第3185回 フランス勢最後の望み、ニース(5) バーゼルとのアウエーの第1戦は引き分ける
平成23年の東日本大震災、平成28年熊本地震、平成30年7月豪雨、台風15号、19号、令和2年7月豪雨などで被災された皆様に心からお見舞い申し上げます。また、復興活動に従事されている皆様に敬意を表し、被災地域だけではなくすべての日本の皆様に激励の意を表します。
■欧州の経験が豊富なバーゼル
ヨーロッパカンファレンスリーグの準々決勝は4月13日と20日に行われ、ニースと対戦するバーゼルは現在スイスリーグで6位であるが、スイスを代表するクラブである。100年以上の歴史を持ち、低迷した時期もあったが、今世紀に入ってからはコンスタントに欧州カップに出場している。チャンピオンズリーグではこれまで3回、決勝トーナメントに進出したことがある。いずれも決勝トーナメント1回戦で敗れているが、スイスのクラブとして唯一チャンピオンズリーグの決勝を経験したクラブである。チャンピオンズカップ時代には準々決勝に進出したことが1度だけある。ヨーロッパリーグでは2013年に準決勝に進出したのが最高であり、優勝したチェルシー(イングランド)に敗れている。そしてヨーロッパカンファレンスリーグでは昨年の第1回大会に出場、決勝トーナメント1回戦でマルセイユにホーム、アウエーとも1-2で敗れている。欧州での経験の豊富なバーゼルは、ニースに勝利すれば、10年ぶりの欧州カップでの準決勝進出となる。

# # # # #

やること A. 本文によると、バーゼルが欧州での経験が豊富なクラブだと言えるのはなぜですか。1〜3文で説明してください。
このデータは本文とは関係ありません。

# # # # #

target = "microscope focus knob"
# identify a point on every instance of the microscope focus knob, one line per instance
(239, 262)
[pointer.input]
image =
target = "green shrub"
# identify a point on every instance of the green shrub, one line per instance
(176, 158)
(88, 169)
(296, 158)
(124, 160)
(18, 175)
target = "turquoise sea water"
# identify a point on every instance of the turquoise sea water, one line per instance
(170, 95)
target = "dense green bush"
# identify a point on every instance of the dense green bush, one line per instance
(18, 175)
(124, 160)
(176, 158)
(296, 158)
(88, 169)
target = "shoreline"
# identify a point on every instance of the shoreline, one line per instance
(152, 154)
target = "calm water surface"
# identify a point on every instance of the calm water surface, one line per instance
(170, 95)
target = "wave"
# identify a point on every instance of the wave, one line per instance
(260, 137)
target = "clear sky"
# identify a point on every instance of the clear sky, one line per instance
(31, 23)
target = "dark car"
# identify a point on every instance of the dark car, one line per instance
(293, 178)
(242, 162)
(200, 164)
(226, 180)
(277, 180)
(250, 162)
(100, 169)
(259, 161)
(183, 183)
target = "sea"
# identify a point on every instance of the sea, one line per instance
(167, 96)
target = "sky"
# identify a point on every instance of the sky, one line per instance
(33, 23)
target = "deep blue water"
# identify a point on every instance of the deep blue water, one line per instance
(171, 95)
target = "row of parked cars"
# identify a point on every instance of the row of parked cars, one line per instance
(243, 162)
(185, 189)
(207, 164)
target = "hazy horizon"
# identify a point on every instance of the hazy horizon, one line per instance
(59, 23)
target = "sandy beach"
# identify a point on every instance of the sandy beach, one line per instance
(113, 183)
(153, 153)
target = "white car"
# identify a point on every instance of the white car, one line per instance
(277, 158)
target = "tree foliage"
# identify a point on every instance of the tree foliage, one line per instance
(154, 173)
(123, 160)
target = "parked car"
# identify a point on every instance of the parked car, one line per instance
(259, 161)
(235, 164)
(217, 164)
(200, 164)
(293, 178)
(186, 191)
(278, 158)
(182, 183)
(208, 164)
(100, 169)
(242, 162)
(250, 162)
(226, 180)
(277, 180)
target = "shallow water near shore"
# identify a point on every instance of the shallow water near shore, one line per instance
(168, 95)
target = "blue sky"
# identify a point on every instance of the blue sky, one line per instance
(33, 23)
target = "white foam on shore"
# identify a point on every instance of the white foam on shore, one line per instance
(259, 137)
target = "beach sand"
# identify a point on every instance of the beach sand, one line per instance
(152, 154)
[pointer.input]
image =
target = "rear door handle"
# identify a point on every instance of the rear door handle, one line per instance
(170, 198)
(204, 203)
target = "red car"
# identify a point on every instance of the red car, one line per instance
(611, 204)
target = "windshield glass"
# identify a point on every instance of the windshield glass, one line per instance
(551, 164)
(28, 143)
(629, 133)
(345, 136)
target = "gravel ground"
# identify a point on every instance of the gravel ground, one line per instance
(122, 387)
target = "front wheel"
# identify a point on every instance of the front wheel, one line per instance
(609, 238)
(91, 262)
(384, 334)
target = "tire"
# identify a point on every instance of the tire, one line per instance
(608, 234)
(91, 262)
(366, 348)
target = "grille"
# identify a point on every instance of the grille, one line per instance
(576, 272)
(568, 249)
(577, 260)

# # # # #

やること B. データの中から「shallow」という文字列を含む行をすべて探し、そのまま書き写してください。大文字と小文字は区別します。

答え A. 今世紀に入ってから、バーゼルはコンスタントに欧州カップに出場しているからです。チャンピオンズリーグでは3回決勝トーナメントに進み、ヨーロッパリーグでは2013年に準決勝まで進みました。昨年はヨーロッパカンファレンスリーグの第1回大会にも出場しています。

答え B.
target = "shallow water near shore"
# identify a point on every instance of the shallow water near shore, one line per instance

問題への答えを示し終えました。